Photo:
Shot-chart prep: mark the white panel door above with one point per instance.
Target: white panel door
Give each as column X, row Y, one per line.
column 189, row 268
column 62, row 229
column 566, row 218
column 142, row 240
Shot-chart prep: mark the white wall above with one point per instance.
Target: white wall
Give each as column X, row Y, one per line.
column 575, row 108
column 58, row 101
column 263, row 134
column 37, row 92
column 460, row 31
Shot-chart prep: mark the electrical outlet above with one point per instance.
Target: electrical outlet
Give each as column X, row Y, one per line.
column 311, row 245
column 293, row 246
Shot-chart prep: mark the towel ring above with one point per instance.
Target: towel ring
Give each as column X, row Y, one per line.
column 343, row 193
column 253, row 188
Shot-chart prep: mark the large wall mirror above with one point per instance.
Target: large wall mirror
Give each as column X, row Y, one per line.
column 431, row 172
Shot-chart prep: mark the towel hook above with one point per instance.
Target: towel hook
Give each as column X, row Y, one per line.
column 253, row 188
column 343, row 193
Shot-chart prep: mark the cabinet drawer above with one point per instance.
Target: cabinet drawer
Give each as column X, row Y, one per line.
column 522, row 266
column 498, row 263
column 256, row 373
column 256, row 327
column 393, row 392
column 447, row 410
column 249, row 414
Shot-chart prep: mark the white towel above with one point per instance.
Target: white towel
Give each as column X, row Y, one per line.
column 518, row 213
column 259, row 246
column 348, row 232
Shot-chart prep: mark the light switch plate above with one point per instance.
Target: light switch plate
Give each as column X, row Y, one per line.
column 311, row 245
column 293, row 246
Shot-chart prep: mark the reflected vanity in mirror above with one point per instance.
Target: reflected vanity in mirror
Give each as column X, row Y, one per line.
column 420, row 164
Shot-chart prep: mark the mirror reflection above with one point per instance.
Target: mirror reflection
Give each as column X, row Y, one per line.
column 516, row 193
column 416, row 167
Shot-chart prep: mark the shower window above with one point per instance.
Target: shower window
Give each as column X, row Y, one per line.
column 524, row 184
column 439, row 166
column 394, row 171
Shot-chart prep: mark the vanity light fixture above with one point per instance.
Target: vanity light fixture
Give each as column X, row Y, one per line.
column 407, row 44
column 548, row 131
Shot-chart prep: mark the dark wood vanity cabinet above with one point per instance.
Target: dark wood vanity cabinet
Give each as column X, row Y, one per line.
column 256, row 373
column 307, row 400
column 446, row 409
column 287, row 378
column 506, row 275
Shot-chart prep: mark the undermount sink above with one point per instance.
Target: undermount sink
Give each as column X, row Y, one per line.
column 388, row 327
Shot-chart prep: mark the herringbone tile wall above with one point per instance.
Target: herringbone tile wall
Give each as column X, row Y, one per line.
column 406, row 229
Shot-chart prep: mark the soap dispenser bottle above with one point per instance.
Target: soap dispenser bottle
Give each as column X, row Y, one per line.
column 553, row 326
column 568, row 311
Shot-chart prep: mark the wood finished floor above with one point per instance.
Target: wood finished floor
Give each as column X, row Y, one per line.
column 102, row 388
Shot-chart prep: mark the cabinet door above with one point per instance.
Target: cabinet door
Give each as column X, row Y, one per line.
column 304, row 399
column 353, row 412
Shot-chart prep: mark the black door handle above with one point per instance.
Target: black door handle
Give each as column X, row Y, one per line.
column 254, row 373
┄┄┄┄┄┄
What the task requires.
Find the string "black" in the listing and return every line that holds it.

Exercise result.
Shot-chart prep: mark the black door handle above with one point per instance.
Target: black door handle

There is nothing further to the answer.